**What to work on**
Lower down are entries containing pictures. Copy exactly, without those pictures, the lines from the line with "need bbox / white slatted" through the line with "need bbox / grey rocks".

(Stored entries)
***

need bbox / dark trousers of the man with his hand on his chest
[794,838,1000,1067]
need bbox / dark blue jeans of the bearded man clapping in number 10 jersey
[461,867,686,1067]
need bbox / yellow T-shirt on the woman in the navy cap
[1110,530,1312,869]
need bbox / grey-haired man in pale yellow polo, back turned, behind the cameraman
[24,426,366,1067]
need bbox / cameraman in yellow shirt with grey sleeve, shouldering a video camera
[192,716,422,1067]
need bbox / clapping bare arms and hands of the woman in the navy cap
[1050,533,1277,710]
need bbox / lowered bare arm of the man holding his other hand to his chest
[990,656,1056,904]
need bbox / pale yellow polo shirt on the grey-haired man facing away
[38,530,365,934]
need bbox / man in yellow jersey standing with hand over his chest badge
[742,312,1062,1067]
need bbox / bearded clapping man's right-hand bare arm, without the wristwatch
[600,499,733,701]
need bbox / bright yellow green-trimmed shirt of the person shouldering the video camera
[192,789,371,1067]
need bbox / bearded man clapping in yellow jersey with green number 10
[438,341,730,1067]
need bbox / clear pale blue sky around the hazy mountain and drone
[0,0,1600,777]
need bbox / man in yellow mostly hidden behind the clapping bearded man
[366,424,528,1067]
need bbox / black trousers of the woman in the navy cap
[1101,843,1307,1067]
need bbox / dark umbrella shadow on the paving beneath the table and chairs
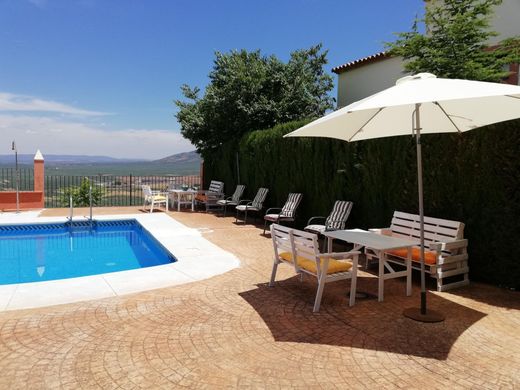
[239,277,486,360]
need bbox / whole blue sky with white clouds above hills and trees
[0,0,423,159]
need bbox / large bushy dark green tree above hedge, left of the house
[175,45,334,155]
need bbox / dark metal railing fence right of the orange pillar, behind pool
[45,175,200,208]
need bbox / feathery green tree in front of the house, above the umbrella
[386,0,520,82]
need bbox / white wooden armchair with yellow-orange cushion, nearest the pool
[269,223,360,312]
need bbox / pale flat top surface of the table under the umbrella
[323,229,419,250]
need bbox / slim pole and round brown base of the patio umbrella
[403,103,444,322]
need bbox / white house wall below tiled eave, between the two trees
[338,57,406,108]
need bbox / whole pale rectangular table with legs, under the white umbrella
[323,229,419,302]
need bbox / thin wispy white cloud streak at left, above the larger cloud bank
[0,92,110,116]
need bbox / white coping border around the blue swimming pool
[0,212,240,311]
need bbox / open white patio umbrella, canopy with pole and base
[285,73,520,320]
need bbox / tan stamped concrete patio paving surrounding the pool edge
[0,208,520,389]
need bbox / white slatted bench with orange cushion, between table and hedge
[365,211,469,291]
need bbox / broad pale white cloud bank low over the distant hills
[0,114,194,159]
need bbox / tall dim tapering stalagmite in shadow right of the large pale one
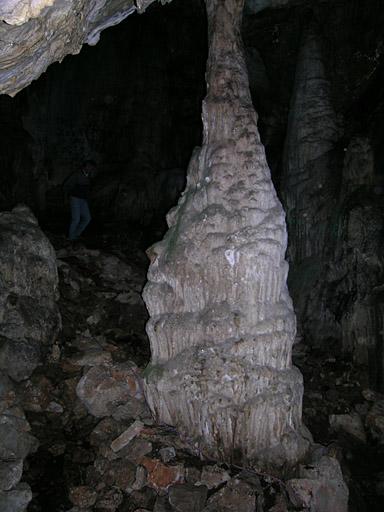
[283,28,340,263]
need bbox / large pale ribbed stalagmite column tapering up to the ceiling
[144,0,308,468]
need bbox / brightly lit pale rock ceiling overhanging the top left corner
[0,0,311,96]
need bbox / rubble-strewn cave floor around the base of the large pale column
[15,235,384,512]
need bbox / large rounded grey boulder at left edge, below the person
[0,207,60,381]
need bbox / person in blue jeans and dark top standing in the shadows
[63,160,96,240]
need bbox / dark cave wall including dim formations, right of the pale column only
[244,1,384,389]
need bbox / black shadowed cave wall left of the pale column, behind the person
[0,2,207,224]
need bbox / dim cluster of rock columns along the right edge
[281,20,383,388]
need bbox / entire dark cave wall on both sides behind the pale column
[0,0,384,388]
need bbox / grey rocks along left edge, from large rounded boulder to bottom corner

***

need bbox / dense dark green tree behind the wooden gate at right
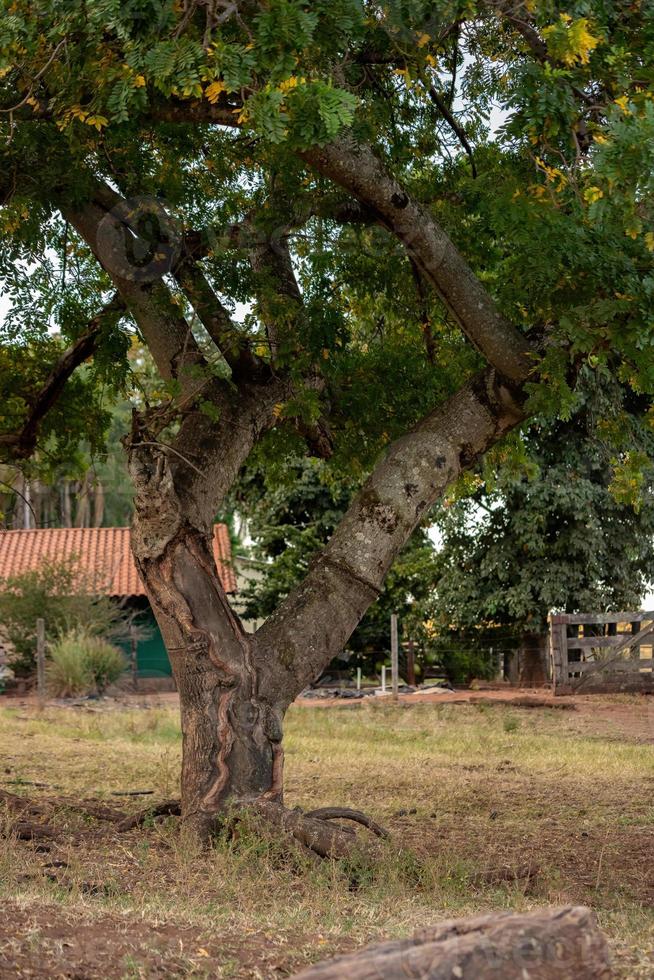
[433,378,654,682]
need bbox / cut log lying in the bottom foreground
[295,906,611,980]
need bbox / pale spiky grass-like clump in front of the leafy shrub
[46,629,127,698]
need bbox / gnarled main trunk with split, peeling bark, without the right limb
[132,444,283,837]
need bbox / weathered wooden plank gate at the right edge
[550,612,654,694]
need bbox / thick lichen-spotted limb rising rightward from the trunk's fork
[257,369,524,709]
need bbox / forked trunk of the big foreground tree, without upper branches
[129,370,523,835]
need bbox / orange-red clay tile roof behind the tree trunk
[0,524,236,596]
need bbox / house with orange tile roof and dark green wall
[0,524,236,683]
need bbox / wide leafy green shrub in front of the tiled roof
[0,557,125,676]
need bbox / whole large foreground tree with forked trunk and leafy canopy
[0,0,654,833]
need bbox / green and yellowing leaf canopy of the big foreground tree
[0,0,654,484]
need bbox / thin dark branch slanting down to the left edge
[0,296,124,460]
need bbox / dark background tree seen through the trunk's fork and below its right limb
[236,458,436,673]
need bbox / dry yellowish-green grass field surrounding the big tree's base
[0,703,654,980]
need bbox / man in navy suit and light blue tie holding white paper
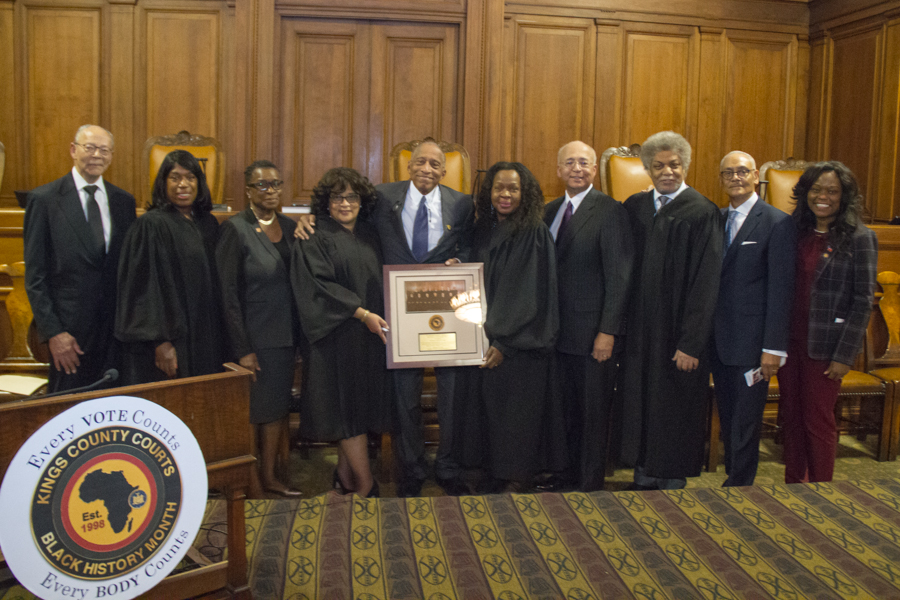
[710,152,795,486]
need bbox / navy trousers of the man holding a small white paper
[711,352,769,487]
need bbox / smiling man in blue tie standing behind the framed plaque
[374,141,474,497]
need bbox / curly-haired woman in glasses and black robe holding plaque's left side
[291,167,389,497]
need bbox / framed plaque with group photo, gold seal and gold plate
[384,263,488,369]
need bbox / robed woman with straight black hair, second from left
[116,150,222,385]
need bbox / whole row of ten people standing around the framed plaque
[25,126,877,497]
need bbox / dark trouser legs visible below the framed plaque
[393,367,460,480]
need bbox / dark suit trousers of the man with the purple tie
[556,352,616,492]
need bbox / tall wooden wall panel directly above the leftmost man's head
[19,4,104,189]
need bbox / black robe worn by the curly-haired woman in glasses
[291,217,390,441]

***

**Solved problem**
need bbox / white slatted bench with orange cushion, between table and hedge
[365,211,469,291]
need bbox / broad pale white cloud bank low over the distant hills
[0,114,194,159]
need bbox / tall dim tapering stalagmite in shadow right of the large pale one
[283,28,340,263]
need bbox / large pale ribbed stalagmite column tapering up to the ceiling
[144,0,308,468]
need bbox / brightly lit pale rock ceiling overhanging the top left corner
[0,0,311,96]
need bbox / rubble-strewn cave floor around the base of the large pale column
[15,235,384,512]
need bbox / large rounded grey boulder at left edge, below the person
[0,207,60,381]
need bbox / person in blue jeans and dark top standing in the shadows
[63,160,96,240]
need bbox / dark cave wall including dim formations, right of the pale column only
[244,1,384,389]
need bbox / black shadowed cave wall left of the pale column, behind the person
[0,2,207,224]
need bbox / dim cluster of rock columns along the right edge
[281,20,383,388]
need bbox / entire dark cave wall on both sides behind the pale column
[0,0,384,388]
need bbox / grey rocks along left edge, from large rounded boulder to bottom corner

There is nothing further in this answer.